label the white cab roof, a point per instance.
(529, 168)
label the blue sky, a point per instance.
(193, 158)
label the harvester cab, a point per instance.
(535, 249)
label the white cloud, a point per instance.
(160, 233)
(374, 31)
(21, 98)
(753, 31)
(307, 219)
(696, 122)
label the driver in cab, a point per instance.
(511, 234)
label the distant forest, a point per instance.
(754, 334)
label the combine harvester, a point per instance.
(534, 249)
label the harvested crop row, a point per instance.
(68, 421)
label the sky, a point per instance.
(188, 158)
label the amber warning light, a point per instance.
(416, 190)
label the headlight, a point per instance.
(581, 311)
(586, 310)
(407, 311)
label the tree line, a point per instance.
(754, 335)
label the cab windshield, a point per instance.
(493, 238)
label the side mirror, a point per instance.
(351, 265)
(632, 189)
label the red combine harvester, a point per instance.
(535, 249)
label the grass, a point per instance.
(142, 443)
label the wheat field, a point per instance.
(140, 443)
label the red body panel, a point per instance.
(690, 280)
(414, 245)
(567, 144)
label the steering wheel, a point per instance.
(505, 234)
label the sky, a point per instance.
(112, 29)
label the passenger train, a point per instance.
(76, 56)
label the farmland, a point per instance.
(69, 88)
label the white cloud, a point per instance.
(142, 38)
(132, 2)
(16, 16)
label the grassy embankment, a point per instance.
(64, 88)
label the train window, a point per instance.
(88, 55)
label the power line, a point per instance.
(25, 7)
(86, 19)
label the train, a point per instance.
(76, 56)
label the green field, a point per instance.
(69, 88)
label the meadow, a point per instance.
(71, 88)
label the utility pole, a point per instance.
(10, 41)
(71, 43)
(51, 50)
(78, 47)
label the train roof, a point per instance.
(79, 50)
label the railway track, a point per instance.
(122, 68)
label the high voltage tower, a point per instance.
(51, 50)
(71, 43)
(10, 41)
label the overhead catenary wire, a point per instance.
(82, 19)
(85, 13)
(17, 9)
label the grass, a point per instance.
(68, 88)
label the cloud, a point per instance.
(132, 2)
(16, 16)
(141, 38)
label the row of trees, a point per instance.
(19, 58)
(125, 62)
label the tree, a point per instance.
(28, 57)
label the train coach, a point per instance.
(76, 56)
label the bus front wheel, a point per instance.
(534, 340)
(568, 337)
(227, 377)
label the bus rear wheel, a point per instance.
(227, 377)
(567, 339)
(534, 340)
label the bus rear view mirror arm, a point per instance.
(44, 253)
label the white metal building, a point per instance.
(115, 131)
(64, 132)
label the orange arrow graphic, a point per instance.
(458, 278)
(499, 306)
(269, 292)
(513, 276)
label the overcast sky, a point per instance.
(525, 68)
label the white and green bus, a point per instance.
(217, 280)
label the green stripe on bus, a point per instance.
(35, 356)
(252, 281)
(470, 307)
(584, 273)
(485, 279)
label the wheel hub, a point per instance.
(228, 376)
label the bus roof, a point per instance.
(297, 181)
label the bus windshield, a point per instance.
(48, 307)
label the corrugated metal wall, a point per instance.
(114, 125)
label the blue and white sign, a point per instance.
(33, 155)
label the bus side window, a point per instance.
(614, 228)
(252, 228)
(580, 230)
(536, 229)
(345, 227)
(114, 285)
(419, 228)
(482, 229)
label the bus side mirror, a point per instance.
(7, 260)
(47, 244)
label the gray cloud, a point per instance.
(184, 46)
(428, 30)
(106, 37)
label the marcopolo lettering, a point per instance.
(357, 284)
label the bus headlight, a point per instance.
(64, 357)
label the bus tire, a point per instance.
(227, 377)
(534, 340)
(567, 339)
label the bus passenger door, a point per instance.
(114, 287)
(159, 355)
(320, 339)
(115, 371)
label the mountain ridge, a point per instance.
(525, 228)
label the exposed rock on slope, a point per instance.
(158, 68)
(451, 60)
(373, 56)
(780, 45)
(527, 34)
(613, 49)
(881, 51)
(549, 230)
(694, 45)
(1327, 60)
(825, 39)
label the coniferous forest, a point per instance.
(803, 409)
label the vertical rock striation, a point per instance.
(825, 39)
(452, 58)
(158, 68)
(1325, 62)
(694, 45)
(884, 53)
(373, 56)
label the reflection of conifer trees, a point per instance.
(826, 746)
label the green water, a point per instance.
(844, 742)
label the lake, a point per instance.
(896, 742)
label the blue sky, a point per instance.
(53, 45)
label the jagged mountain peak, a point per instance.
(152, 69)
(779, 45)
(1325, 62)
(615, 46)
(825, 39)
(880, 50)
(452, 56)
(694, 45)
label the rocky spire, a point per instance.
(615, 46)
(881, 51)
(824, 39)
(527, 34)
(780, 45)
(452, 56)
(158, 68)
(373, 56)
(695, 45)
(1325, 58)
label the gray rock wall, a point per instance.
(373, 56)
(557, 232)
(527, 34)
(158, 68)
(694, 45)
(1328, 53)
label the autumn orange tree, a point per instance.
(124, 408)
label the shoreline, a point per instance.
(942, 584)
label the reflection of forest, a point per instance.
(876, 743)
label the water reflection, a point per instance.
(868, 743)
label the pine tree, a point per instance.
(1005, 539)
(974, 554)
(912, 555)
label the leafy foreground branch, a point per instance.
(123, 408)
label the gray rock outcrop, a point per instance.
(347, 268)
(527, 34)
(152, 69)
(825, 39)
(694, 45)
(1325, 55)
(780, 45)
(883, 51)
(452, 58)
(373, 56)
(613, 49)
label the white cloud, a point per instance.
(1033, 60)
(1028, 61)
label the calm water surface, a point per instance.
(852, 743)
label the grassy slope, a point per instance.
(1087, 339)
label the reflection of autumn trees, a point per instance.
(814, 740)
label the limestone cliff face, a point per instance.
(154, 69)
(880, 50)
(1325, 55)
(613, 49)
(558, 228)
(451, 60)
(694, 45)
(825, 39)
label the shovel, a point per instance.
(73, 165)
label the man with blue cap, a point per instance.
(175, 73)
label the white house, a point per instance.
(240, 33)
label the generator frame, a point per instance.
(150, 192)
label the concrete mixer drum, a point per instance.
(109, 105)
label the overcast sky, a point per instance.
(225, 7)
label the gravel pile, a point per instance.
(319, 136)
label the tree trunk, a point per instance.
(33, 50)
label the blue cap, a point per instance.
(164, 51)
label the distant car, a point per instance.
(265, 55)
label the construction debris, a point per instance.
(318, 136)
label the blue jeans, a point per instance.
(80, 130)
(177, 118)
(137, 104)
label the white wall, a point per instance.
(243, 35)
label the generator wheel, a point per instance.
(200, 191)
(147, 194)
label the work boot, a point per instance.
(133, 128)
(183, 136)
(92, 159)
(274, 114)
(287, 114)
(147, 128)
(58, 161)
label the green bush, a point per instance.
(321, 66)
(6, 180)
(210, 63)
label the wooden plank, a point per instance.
——————
WHAT YOU NEED TO DO: Print every line of the records above verbatim, in their original order.

RESULT OF THE EXERCISE:
label the white cab roof, a point per instance.
(529, 168)
label the blue sky, a point per instance.
(193, 158)
label the harvester cab, a point per instance.
(535, 249)
label the white cloud, a point per instance.
(160, 233)
(374, 31)
(21, 98)
(753, 31)
(307, 219)
(696, 122)
label the driver in cab, a point per instance.
(511, 234)
label the distant forest, a point per instance.
(754, 334)
label the combine harvester, a point per instance.
(534, 249)
label the harvested crop row, a point per instance.
(68, 421)
label the sky, a point per instance.
(188, 158)
label the amber warning light, a point per instance.
(416, 190)
label the headlight, a point per instance.
(581, 311)
(586, 310)
(407, 311)
label the tree line, a point per instance.
(754, 335)
label the cab windshield, a point per instance.
(493, 238)
label the side mirror, a point per instance.
(351, 265)
(632, 189)
label the red combine harvester, a point per instance.
(535, 249)
label the grass, a point per instance.
(142, 443)
label the wheat field, a point per instance.
(140, 443)
label the red body panel, a point per instance.
(690, 280)
(414, 245)
(567, 144)
label the steering wheel, a point per instance.
(505, 234)
label the sky, a point per instance.
(112, 29)
label the passenger train, a point per instance.
(76, 56)
label the farmland, a point per instance.
(69, 88)
label the white cloud, a point per instance.
(142, 38)
(132, 2)
(16, 16)
label the grassy embankment, a point per instance.
(64, 88)
label the train window, a point per instance.
(88, 55)
label the power line, a point per instance.
(25, 7)
(86, 19)
label the train, a point per instance.
(76, 56)
label the green field, a point per instance.
(69, 88)
label the meadow, a point per instance.
(71, 88)
label the utility pole, a point per instance.
(10, 41)
(71, 43)
(51, 50)
(78, 47)
label the train roof, a point per instance.
(79, 50)
label the railway track, a point per instance.
(122, 68)
label the high voltage tower, a point per instance.
(51, 50)
(71, 43)
(10, 41)
label the overhead catenary wire, a point per instance.
(82, 19)
(85, 13)
(17, 9)
label the grass, a point per instance.
(68, 88)
label the cloud, a point per instance.
(132, 2)
(16, 16)
(141, 38)
label the row of trees, a point per instance.
(19, 58)
(125, 62)
label the tree, a point per instance.
(28, 57)
label the train coach, a point per instance.
(76, 56)
label the bus front wheel, a point per instance.
(534, 340)
(568, 337)
(227, 377)
label the bus rear wheel, a point per instance.
(227, 377)
(567, 339)
(534, 340)
label the bus rear view mirror arm, a point per instance.
(44, 253)
label the white metal building, a point per instance.
(115, 131)
(64, 132)
label the orange arrow graphic, a point per instance.
(458, 278)
(499, 306)
(269, 292)
(513, 276)
label the overcast sky, a point per instance.
(525, 68)
label the white and green bus, a point per instance.
(217, 280)
label the green stripe on bus, a point per instance.
(35, 356)
(252, 281)
(470, 307)
(584, 273)
(485, 279)
label the wheel hub, a point per instance.
(228, 376)
label the bus roof, a point per instance.
(297, 181)
label the bus windshield, a point per instance.
(48, 307)
label the corrugated metal wall, a point per instance.
(114, 125)
label the blue and white sign, a point per instance.
(33, 155)
label the bus side window, a point per instance.
(614, 228)
(252, 228)
(580, 230)
(536, 229)
(345, 227)
(114, 285)
(419, 228)
(482, 229)
label the bus side mirror, a point per instance.
(7, 260)
(47, 244)
label the gray cloud, a point per instance.
(184, 46)
(428, 30)
(106, 37)
label the marcopolo lettering, a point per instance.
(357, 284)
label the bus headlight, a point per instance.
(64, 357)
label the bus tire, a point per instance.
(227, 377)
(534, 340)
(567, 339)
label the bus passenger door, a point per instance.
(114, 287)
(159, 355)
(320, 339)
(115, 371)
label the mountain ridge, a point per instance.
(525, 228)
label the exposed rock on slope, a point per instance.
(158, 68)
(451, 60)
(373, 56)
(780, 45)
(527, 34)
(613, 49)
(881, 51)
(549, 230)
(694, 45)
(1327, 60)
(825, 39)
label the coniferous forest, a point per instance.
(803, 409)
label the vertical rock striation, a point per instance.
(825, 39)
(452, 58)
(158, 68)
(1325, 62)
(694, 45)
(884, 53)
(373, 56)
label the reflection of conifer trees, a point per instance.
(826, 746)
label the green water, a point per instance.
(844, 742)
label the lake, a point per instance.
(896, 742)
label the blue sky, a point per instance.
(53, 45)
label the jagged mountain peak, a point per instance.
(152, 69)
(779, 45)
(1325, 62)
(615, 46)
(825, 39)
(880, 50)
(452, 56)
(694, 45)
label the rocky spire, a point per instance.
(615, 46)
(881, 51)
(824, 39)
(527, 34)
(780, 45)
(452, 56)
(158, 68)
(373, 56)
(695, 45)
(1325, 58)
label the gray rock wall, a point per instance.
(373, 56)
(557, 232)
(527, 34)
(158, 68)
(694, 45)
(1328, 53)
label the autumn orange tree, a point per instance.
(124, 408)
label the shoreline, a point per instance.
(942, 584)
label the reflection of forest, a point per instance.
(876, 743)
label the water reflection, a point per instance.
(868, 743)
label the pine tree, a point per instance.
(1005, 539)
(974, 554)
(912, 555)
label the leafy foreground branch, a point per instance.
(123, 408)
label the gray rock outcrop, a point per instance.
(347, 268)
(527, 34)
(152, 69)
(825, 39)
(694, 45)
(1325, 55)
(780, 45)
(883, 51)
(452, 58)
(373, 56)
(613, 49)
label the white cloud, a point per instance.
(1033, 60)
(1028, 61)
label the calm water surface, a point per instance.
(852, 743)
label the grassy slope, a point per instance.
(1087, 339)
label the reflection of autumn trees, a point per instance.
(814, 740)
label the limestone cliff face, a point per instance.
(154, 69)
(880, 50)
(1325, 55)
(613, 49)
(558, 228)
(451, 60)
(694, 45)
(825, 39)
label the shovel, a point per instance.
(73, 165)
label the man with blue cap, a point per instance.
(175, 73)
label the white house, a point per instance.
(240, 33)
label the generator frame, a point per instance.
(150, 192)
label the concrete mixer drum, a point per instance.
(109, 105)
label the overcast sky, a point per instance.
(225, 7)
label the gravel pile, a point per instance.
(319, 136)
label the tree trunk, a point per instance.
(33, 50)
label the blue cap, a point per instance.
(164, 51)
label the distant car, a point per instance.
(265, 55)
label the construction debris, a point per instance.
(318, 136)
label the blue jeans, a point per instance.
(80, 130)
(177, 118)
(137, 104)
label the white wall, a point per instance.
(243, 35)
label the generator wheel, a point per instance.
(200, 191)
(147, 194)
label the work boot, a point per instance.
(133, 128)
(183, 136)
(92, 159)
(274, 114)
(287, 114)
(147, 128)
(58, 161)
label the green bush, a point per instance.
(321, 66)
(6, 180)
(210, 63)
label the wooden plank, a point per instance.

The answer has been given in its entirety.